WHAT TO DO> Copy out all of the lines below exactly; the pictures do not belong in the copy.

Items listed in a dataset>
§
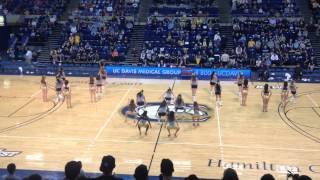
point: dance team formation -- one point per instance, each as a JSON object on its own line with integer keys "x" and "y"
{"x": 164, "y": 113}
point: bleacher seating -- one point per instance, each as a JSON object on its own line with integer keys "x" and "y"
{"x": 107, "y": 8}
{"x": 33, "y": 7}
{"x": 265, "y": 8}
{"x": 188, "y": 8}
{"x": 261, "y": 38}
{"x": 180, "y": 42}
{"x": 89, "y": 41}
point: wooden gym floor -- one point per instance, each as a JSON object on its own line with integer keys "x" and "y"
{"x": 48, "y": 135}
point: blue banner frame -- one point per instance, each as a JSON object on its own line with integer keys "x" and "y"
{"x": 163, "y": 73}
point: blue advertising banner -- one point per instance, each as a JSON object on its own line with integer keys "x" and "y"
{"x": 156, "y": 72}
{"x": 203, "y": 73}
{"x": 143, "y": 71}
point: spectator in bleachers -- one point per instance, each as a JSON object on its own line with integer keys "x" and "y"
{"x": 267, "y": 177}
{"x": 86, "y": 41}
{"x": 176, "y": 42}
{"x": 283, "y": 42}
{"x": 108, "y": 163}
{"x": 11, "y": 169}
{"x": 141, "y": 172}
{"x": 72, "y": 170}
{"x": 230, "y": 174}
{"x": 167, "y": 169}
{"x": 34, "y": 177}
{"x": 191, "y": 177}
{"x": 28, "y": 56}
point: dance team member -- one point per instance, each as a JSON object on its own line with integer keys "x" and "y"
{"x": 284, "y": 93}
{"x": 168, "y": 96}
{"x": 218, "y": 90}
{"x": 162, "y": 110}
{"x": 196, "y": 114}
{"x": 141, "y": 100}
{"x": 265, "y": 94}
{"x": 44, "y": 88}
{"x": 172, "y": 124}
{"x": 67, "y": 93}
{"x": 194, "y": 86}
{"x": 179, "y": 103}
{"x": 244, "y": 92}
{"x": 144, "y": 122}
{"x": 213, "y": 82}
{"x": 293, "y": 89}
{"x": 92, "y": 90}
{"x": 131, "y": 109}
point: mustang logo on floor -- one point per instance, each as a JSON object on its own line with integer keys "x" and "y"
{"x": 183, "y": 115}
{"x": 5, "y": 153}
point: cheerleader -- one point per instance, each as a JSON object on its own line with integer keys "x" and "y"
{"x": 265, "y": 94}
{"x": 67, "y": 93}
{"x": 172, "y": 124}
{"x": 141, "y": 100}
{"x": 194, "y": 86}
{"x": 162, "y": 110}
{"x": 213, "y": 82}
{"x": 44, "y": 88}
{"x": 179, "y": 103}
{"x": 144, "y": 121}
{"x": 240, "y": 80}
{"x": 92, "y": 90}
{"x": 293, "y": 89}
{"x": 218, "y": 90}
{"x": 99, "y": 84}
{"x": 103, "y": 74}
{"x": 59, "y": 85}
{"x": 131, "y": 109}
{"x": 61, "y": 75}
{"x": 284, "y": 93}
{"x": 196, "y": 114}
{"x": 244, "y": 92}
{"x": 168, "y": 96}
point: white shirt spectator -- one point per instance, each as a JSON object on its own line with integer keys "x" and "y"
{"x": 28, "y": 56}
{"x": 217, "y": 37}
{"x": 10, "y": 177}
{"x": 73, "y": 29}
{"x": 274, "y": 57}
{"x": 225, "y": 58}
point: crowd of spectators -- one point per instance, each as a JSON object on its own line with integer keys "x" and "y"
{"x": 74, "y": 171}
{"x": 179, "y": 42}
{"x": 33, "y": 30}
{"x": 88, "y": 41}
{"x": 184, "y": 8}
{"x": 33, "y": 7}
{"x": 107, "y": 8}
{"x": 267, "y": 42}
{"x": 265, "y": 8}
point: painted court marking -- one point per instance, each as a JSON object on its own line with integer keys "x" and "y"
{"x": 161, "y": 142}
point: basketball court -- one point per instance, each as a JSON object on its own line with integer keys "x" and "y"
{"x": 46, "y": 135}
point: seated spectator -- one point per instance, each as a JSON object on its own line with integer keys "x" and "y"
{"x": 230, "y": 174}
{"x": 191, "y": 177}
{"x": 304, "y": 177}
{"x": 141, "y": 172}
{"x": 267, "y": 177}
{"x": 72, "y": 170}
{"x": 106, "y": 167}
{"x": 28, "y": 56}
{"x": 166, "y": 169}
{"x": 11, "y": 169}
{"x": 34, "y": 177}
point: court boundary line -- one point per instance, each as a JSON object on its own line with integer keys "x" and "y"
{"x": 163, "y": 143}
{"x": 111, "y": 116}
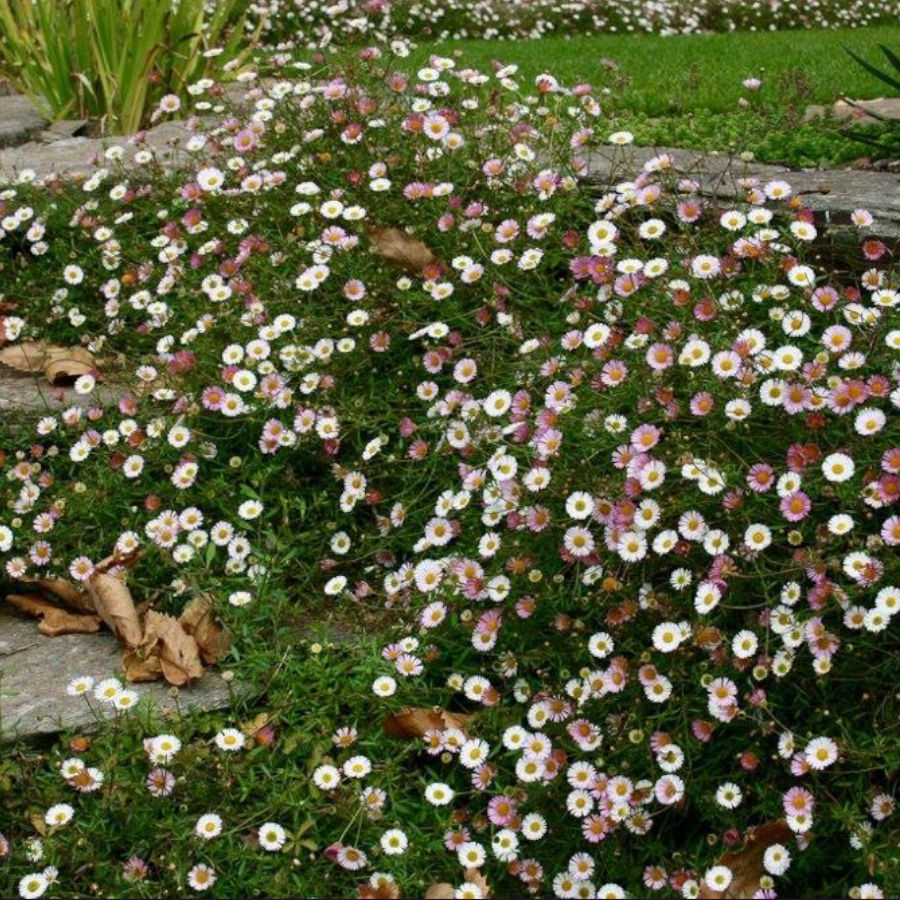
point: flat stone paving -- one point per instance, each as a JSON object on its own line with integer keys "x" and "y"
{"x": 833, "y": 192}
{"x": 33, "y": 396}
{"x": 35, "y": 669}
§
EXERCISE OUTPUT>
point: dance team formation -- one point per instance, each as a JSON object on its own line with integer keys "x" and "y"
{"x": 164, "y": 113}
point: bleacher seating -- one point per instance, each as a JSON object on its own line with integer keys "x" and "y"
{"x": 107, "y": 8}
{"x": 33, "y": 7}
{"x": 265, "y": 8}
{"x": 188, "y": 8}
{"x": 261, "y": 38}
{"x": 180, "y": 42}
{"x": 89, "y": 41}
point: wooden gym floor -- one point per instance, each as a JSON object on its own line with integer keys "x" and "y"
{"x": 48, "y": 135}
point: blue banner frame -- one point per instance, each as a JSON object on its own line with integer keys "x" and "y"
{"x": 163, "y": 73}
point: blue advertising banner -- one point per instance, each as a JSON object on its own line with integer keys "x" and "y"
{"x": 156, "y": 72}
{"x": 203, "y": 73}
{"x": 143, "y": 71}
point: spectator in bleachers -- one point per instance, each as a JSON object on its own line with integer keys "x" and "y"
{"x": 267, "y": 177}
{"x": 86, "y": 41}
{"x": 176, "y": 42}
{"x": 283, "y": 42}
{"x": 108, "y": 163}
{"x": 11, "y": 169}
{"x": 141, "y": 172}
{"x": 72, "y": 170}
{"x": 230, "y": 174}
{"x": 167, "y": 169}
{"x": 34, "y": 177}
{"x": 191, "y": 177}
{"x": 28, "y": 56}
point: dance team member -- one point per instance, each as a JSON object on its own line with integer keys "x" and "y"
{"x": 284, "y": 93}
{"x": 168, "y": 96}
{"x": 218, "y": 90}
{"x": 162, "y": 110}
{"x": 196, "y": 114}
{"x": 141, "y": 100}
{"x": 265, "y": 94}
{"x": 44, "y": 88}
{"x": 172, "y": 124}
{"x": 67, "y": 93}
{"x": 194, "y": 86}
{"x": 179, "y": 103}
{"x": 244, "y": 92}
{"x": 144, "y": 122}
{"x": 213, "y": 82}
{"x": 293, "y": 89}
{"x": 92, "y": 90}
{"x": 131, "y": 109}
point: mustang logo on floor -- one point per instance, each as a JSON object on its own line with integer keys "x" and "y"
{"x": 183, "y": 115}
{"x": 5, "y": 153}
point: cheerleader -- one point per instance, each as a JSON object on its own line with integer keys "x" and "y"
{"x": 265, "y": 94}
{"x": 67, "y": 93}
{"x": 172, "y": 124}
{"x": 141, "y": 100}
{"x": 194, "y": 86}
{"x": 162, "y": 110}
{"x": 213, "y": 82}
{"x": 44, "y": 88}
{"x": 179, "y": 103}
{"x": 144, "y": 121}
{"x": 240, "y": 80}
{"x": 92, "y": 90}
{"x": 293, "y": 89}
{"x": 218, "y": 90}
{"x": 99, "y": 84}
{"x": 103, "y": 74}
{"x": 59, "y": 85}
{"x": 131, "y": 109}
{"x": 61, "y": 75}
{"x": 284, "y": 93}
{"x": 196, "y": 114}
{"x": 244, "y": 92}
{"x": 168, "y": 96}
point: white shirt spectator -- one point per instance, each as a JSON object on its own line with integer keys "x" and "y"
{"x": 28, "y": 56}
{"x": 217, "y": 37}
{"x": 10, "y": 177}
{"x": 73, "y": 29}
{"x": 274, "y": 57}
{"x": 225, "y": 58}
point: crowd of spectators -- one point per instance, each as a JSON object on its own line with integer keys "x" and "y"
{"x": 74, "y": 171}
{"x": 179, "y": 42}
{"x": 33, "y": 30}
{"x": 88, "y": 41}
{"x": 184, "y": 8}
{"x": 33, "y": 7}
{"x": 107, "y": 8}
{"x": 267, "y": 42}
{"x": 265, "y": 8}
point: painted court marking -- one point per instance, each as a JSON object on its own line with integer keys "x" and "y"
{"x": 161, "y": 142}
point: basketball court -- one point per instance, each as a JSON object on its own line with integer keys "x" and "y"
{"x": 46, "y": 135}
point: seated spectator -- one point per instance, each as a JSON object on its own line with integer keys "x" and "y"
{"x": 230, "y": 174}
{"x": 191, "y": 177}
{"x": 304, "y": 177}
{"x": 141, "y": 172}
{"x": 267, "y": 177}
{"x": 72, "y": 170}
{"x": 106, "y": 167}
{"x": 28, "y": 56}
{"x": 166, "y": 169}
{"x": 11, "y": 169}
{"x": 34, "y": 177}
point: court boundary line -- one point per instance, each as a JSON object on its own line with integer keys "x" and "y"
{"x": 163, "y": 143}
{"x": 111, "y": 116}
point: flat stone paving -- one point per instance, each as a JSON object on its own line with integer keys "x" and "y"
{"x": 833, "y": 192}
{"x": 33, "y": 396}
{"x": 35, "y": 669}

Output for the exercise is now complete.